- Data for the task -
————————

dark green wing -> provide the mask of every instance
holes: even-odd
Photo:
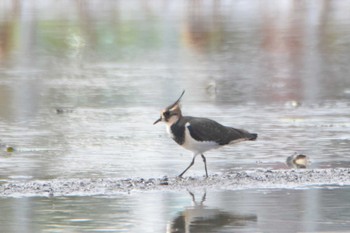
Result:
[[[226,145],[239,139],[253,140],[254,137],[256,138],[254,134],[245,130],[226,127],[207,118],[188,118],[188,122],[189,125],[186,127],[197,141],[214,141],[219,145]]]

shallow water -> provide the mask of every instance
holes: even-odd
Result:
[[[1,199],[4,232],[347,231],[349,189]],[[98,207],[98,208],[97,208]]]
[[[259,134],[208,152],[211,174],[285,169],[295,152],[311,168],[349,167],[349,9],[347,1],[2,2],[0,180],[178,175],[191,153],[152,123],[183,89],[186,115]],[[203,174],[198,159],[187,175]],[[1,202],[35,212],[47,200],[75,202]],[[82,198],[91,200],[111,201]]]

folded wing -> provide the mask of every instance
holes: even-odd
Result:
[[[255,140],[257,135],[242,129],[226,127],[207,118],[191,118],[186,124],[191,136],[197,141],[215,141],[226,145],[235,141]]]

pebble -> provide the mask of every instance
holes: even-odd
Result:
[[[133,190],[258,189],[350,185],[350,168],[302,170],[249,170],[199,177],[137,179],[52,179],[8,181],[0,184],[1,196],[113,195]]]

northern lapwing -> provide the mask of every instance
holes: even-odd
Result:
[[[235,129],[219,124],[208,118],[183,116],[180,108],[181,96],[175,103],[161,111],[160,118],[153,124],[163,121],[166,130],[171,138],[180,146],[193,152],[190,165],[179,175],[182,177],[185,172],[194,164],[197,155],[201,155],[205,175],[208,177],[207,162],[204,152],[216,149],[224,145],[234,144],[241,141],[255,140],[258,135],[249,133],[243,129]]]
[[[307,168],[310,160],[306,155],[295,153],[287,158],[286,163],[289,168]]]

————————

If a line in the data holds the string "every", copy that line.

- Reply to the exercise -
dark green wing -> provide the mask of every instance
shallow water -> provide the mask of every instance
folded wing -> provide the mask of every instance
pebble -> provide the mask of every instance
northern lapwing -> provide the mask of every instance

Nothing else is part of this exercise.